Work order |
Please give every line below again exactly, but not its pictures.

Input material |
++++++++

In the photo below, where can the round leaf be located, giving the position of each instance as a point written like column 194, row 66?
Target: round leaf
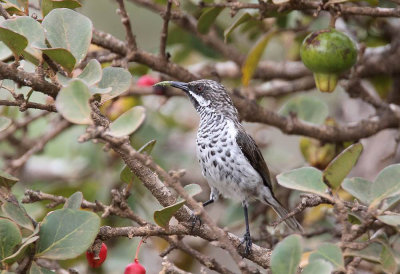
column 339, row 167
column 73, row 102
column 70, row 30
column 67, row 233
column 4, row 123
column 359, row 188
column 48, row 5
column 286, row 256
column 92, row 73
column 330, row 253
column 128, row 122
column 318, row 266
column 307, row 108
column 387, row 184
column 7, row 180
column 118, row 79
column 18, row 214
column 306, row 179
column 10, row 237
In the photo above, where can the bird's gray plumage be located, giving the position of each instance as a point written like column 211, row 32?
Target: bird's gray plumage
column 230, row 159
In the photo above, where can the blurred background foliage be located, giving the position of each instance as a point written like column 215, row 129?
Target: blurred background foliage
column 66, row 166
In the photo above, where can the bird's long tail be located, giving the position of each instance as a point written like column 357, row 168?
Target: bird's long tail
column 291, row 222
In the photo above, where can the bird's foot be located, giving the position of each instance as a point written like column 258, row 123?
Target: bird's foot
column 195, row 219
column 248, row 243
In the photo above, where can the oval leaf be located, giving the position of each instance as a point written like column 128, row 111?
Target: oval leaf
column 10, row 237
column 318, row 266
column 286, row 256
column 387, row 184
column 7, row 180
column 61, row 56
column 253, row 58
column 92, row 73
column 128, row 122
column 331, row 253
column 5, row 122
column 48, row 5
column 18, row 214
column 243, row 18
column 359, row 188
column 207, row 18
column 73, row 102
column 118, row 79
column 70, row 30
column 15, row 41
column 75, row 201
column 67, row 233
column 306, row 108
column 306, row 179
column 339, row 167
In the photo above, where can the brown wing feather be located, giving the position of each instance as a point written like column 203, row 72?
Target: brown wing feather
column 253, row 154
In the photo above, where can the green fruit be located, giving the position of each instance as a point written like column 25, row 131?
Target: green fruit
column 328, row 53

++++++++

Exercise solution |
In the photo below, where can the round leaf be located, giving the position of each instance as a point written like column 194, row 66?
Target: round leaf
column 339, row 167
column 73, row 102
column 70, row 30
column 67, row 233
column 4, row 123
column 359, row 188
column 48, row 5
column 286, row 256
column 92, row 73
column 330, row 253
column 128, row 122
column 318, row 266
column 307, row 108
column 387, row 184
column 7, row 180
column 118, row 79
column 18, row 214
column 306, row 179
column 10, row 237
In the photo above, where can the bird's gray plumage be located, giving the position of each instance as a point written like column 211, row 32?
Target: bird's gray plumage
column 230, row 159
In the photo above, where can the blurred background foliage be located, giving the position of each instance as a point written like column 215, row 129?
Target: blurred background foliage
column 66, row 166
In the photo above, where can the bird's long tail be located, giving the position of each instance as a point written like column 357, row 168?
Target: bird's long tail
column 291, row 222
In the photo above, where can the bird's foot be located, giving the position of each instance as a point written like column 258, row 123?
Target: bird's foot
column 195, row 219
column 248, row 243
In the photo above, where can the oval leaf be located, giving the position of each instance as a point written like column 128, row 111?
Target: oval leaf
column 10, row 237
column 318, row 266
column 286, row 256
column 387, row 184
column 7, row 180
column 61, row 56
column 253, row 58
column 92, row 73
column 128, row 122
column 331, row 253
column 5, row 122
column 48, row 5
column 18, row 214
column 243, row 18
column 359, row 188
column 207, row 18
column 73, row 102
column 118, row 79
column 70, row 30
column 15, row 41
column 75, row 201
column 67, row 233
column 306, row 108
column 306, row 179
column 339, row 167
In the photo above, where can the brown wing feather be located, giving the position of each instance as a point written like column 203, row 72?
Target: brown wing feather
column 253, row 154
In the photo above, where can the green fruit be located, giving the position of each instance as a point written like column 25, row 131?
Target: green fruit
column 328, row 53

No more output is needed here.